Write every line of the following listing exactly as it reads.

◆ Data records
:::

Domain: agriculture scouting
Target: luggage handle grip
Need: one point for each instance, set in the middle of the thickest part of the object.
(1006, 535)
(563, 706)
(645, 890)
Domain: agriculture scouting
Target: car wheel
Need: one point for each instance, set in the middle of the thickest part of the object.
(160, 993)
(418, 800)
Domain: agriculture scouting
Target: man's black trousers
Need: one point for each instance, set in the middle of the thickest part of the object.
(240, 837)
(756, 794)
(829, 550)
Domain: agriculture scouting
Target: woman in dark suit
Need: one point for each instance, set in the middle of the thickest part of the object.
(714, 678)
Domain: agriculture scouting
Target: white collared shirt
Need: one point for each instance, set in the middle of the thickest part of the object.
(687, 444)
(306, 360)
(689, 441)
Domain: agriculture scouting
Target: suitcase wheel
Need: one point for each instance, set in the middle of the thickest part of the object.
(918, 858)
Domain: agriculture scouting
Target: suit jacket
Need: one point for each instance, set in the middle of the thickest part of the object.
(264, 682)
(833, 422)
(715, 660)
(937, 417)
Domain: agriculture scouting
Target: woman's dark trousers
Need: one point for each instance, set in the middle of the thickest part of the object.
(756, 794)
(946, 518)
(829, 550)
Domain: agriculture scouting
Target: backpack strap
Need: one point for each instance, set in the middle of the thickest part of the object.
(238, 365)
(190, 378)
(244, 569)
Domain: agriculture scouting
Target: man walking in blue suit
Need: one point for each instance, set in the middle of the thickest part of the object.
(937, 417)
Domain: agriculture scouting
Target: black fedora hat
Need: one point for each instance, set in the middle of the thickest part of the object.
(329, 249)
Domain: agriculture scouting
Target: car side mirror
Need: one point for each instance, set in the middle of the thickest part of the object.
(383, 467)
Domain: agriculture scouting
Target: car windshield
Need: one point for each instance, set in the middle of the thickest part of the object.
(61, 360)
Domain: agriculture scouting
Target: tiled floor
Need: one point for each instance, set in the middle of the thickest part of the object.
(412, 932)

:::

◆ Expected answer
Domain: agriculture scouting
Target: luggage handle grip
Need: one point for each instance, set in the middle of the thickest part of the object.
(1006, 535)
(563, 706)
(645, 890)
Domain: agriculture scouting
Target: car wheel
Need: one point for each instance, set in the middle of the thickest part of the object.
(160, 993)
(418, 800)
Domain: agriculture scouting
Target: man's black trousers
Need: one point for each instance, set in the middle of the thickest part of the object.
(240, 837)
(756, 794)
(829, 550)
Domain: agriculture scouting
Target: woman in dark suit
Need: one point for each instance, set in the middle of the thickest part of the object.
(714, 678)
Domain: agriculture scouting
Target: white collared shirt
Need: one point for each instance, set in the middle of the thickest part of the object.
(687, 444)
(306, 360)
(689, 441)
Domain: agriculture scouting
Target: suitcase wheel
Need: one point for each instance, set in the middle of the thickest part of the object.
(918, 858)
Domain: agriculture scouting
Target: suit jacket
Need: one point for each instance, set in the middle of the thickest part of the object.
(264, 682)
(833, 422)
(715, 660)
(937, 417)
Domain: agriculture scouting
Target: woman's dark trousers
Need: one point for each instance, set in the middle of the thickest part of the object.
(756, 794)
(946, 518)
(829, 550)
Domain: agriculture scouting
Target: backpack strap
Need: one point for each instance, set in the middle of the thickest part of the object.
(238, 365)
(190, 378)
(244, 569)
Domain: agriculture scouting
Target: man walking in blue suit
Need: one point for each instance, set in the middle of the thickest part of the object.
(937, 417)
Domain: agriculture scouting
Target: black fedora hat
Need: one point for each instance, set in the middle of the thickest part of the object.
(329, 249)
Domain: agriculture scouting
Target: car side mirror
Need: one point for each instance, set in the middle of the thickest part of the object.
(383, 467)
Domain: agriculture scouting
Target: car windshield
Need: one point for each instance, set in the middle of the thickest part of the object.
(61, 360)
Domain: agriculture scouting
Target: tiled floor
Need: one point for each instance, set in the middle of the thickest part of the object.
(412, 932)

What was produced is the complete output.